DOCUMENT EXTRACT>

India's Defence Acquisition Council (DAC), chaired by Defence Minister Rajnath Singh, cleared procurement proposals worth ₹52,000 crore (approximately US$6.2 billion) on July 3 covering all three armed services. The Army's approvals include the AKASH TARANG anti-drone electronic warfare system, Man Portable Anti-Tank Guided Missiles, Medium Range Surface-to-Air Missiles (MRSAM), Very Short Range Air Defence (VSHORAD) systems, Active Protection Systems for main battle tanks, and Jet Kamikaze Drones. The Navy received clearances for a Multi Influence Ground Mine, a Naval Shipborne Unmanned Aerial System, and a Land-Based Testing Facility for Electric Propulsion. The Indian Air Force received approval for a Fixed-Wing High Altitude Pseudo Satellite for intelligence, surveillance, reconnaissance, telecommunications and remote sensing. All proposals are at the Acceptance of Necessity stage, the first gate in India's defence procurement process.

The split

Indian defence media framed the clearance as India's largest single-session procurement approval in recent memory and directly linked the anti-drone EW emphasis to lessons drawn from the Russia-Ukraine war's mass drone tactics. International defence analysts noted the HAPS aircraft approval as evidence of India's effort to develop persistent surveillance platforms that operate near-satellite altitudes at a fraction of the cost. The state wire ANI led the story as a straight government announcement; independent outlets added the cost-per-capability context and the Acceptance of Necessity caveat, which means final contracts remain years away for most items.

By the numbers

  • ₹52,000 crore (~US$6.2 billion), total procurement cleared
  • 3, armed services covered: Army, Navy, Air Force
  • 3 layers of air defence approved for the Army: MRSAM, VSHORAD, AKASH TARANG
  • 1, Fixed-Wing High Altitude Pseudo Satellite approved for IAF ISR/telecom missions
  • Acceptance of Necessity, the first-gate status of all approvals (contracts not yet awarded)

Why it matters

India's defence procurement signals investment in three distinct capability gaps: counter-drone warfare at all ranges (AKASH TARANG, VSHORAD), precision strike (kamikaze drones, ATGMs), and persistent near-space surveillance (HAPS). The cumulative clearance follows years of procurement delays and reflects India's effort to reduce dependence on Russian and US platforms by indigenising or diversifying supply. The Naval Electric Propulsion testing facility points to a longer-term push toward submarine technology modernisation independent of current foreign suppliers. The DAC's single-session scale is unusual and suggests political pressure to accelerate the pipeline.

What to watch

  • Which items move from Acceptance of Necessity to Request for Proposal issuance in the next 12 months.
  • Whether AKASH TARANG procurement is structured as indigenised or hybrid, given prior DRDO-industry partnership patterns.
  • Whether the HAPS award goes to a domestic program or a foreign licensed platform.
  • India-Russia defence supply chain implications if kamikaze and ATGM procurement accelerates indigenisation.

RAW RECORDS>
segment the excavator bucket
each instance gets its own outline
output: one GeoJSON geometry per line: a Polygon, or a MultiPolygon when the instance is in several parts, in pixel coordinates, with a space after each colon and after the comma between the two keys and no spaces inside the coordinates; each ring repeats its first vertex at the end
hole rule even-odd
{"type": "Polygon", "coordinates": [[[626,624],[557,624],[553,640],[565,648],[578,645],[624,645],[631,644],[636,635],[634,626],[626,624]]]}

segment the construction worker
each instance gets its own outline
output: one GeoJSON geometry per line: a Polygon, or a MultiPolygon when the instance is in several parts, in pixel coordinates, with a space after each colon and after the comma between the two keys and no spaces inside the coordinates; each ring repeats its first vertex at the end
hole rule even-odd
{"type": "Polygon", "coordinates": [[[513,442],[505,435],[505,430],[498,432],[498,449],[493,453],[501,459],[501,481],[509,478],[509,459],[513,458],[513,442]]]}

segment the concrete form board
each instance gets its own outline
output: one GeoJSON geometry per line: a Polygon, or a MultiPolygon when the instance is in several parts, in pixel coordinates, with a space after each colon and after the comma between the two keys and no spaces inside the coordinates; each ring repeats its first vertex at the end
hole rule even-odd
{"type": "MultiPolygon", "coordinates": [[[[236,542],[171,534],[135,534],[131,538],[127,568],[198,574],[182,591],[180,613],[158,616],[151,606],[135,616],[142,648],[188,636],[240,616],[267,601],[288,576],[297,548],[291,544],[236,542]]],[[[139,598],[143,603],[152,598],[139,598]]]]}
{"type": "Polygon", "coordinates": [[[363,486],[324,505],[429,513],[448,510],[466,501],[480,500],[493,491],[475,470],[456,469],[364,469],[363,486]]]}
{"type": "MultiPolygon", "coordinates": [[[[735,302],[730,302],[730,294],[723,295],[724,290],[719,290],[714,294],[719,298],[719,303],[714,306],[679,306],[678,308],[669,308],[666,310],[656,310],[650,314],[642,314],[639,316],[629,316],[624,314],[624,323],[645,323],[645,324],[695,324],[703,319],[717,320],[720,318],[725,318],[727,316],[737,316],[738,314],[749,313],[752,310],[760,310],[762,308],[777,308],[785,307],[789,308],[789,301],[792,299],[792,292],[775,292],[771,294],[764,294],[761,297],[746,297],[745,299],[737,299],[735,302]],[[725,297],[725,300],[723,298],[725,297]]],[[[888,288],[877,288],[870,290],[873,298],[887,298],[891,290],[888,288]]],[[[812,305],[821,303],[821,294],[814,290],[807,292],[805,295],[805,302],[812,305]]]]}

INSTRUCTIONS>
• A. Please extract the passage of the defence procurement article starting with "Why it matters" and going on through "next 12 months.".
• B. Render this sentence from the defence procurement article in Spanish: "The DAC's single-session scale is unusual and suggests political pressure to accelerate the pipeline."

ANSWERS>
• A.
Why it matters

India's defence procurement signals investment in three distinct capability gaps: counter-drone warfare at all ranges (AKASH TARANG, VSHORAD), precision strike (kamikaze drones, ATGMs), and persistent near-space surveillance (HAPS). The cumulative clearance follows years of procurement delays and reflects India's effort to reduce dependence on Russian and US platforms by indigenising or diversifying supply. The Naval Electric Propulsion testing facility points to a longer-term push toward submarine technology modernisation independent of current foreign suppliers. The DAC's single-session scale is unusual and suggests political pressure to accelerate the pipeline.

What to watch

  • Which items move from Acceptance of Necessity to Request for Proposal issuance in the next 12 months.

• B. La magnitud de esta única sesión del DAC es inusual y sugiere presión política para acelerar el proceso.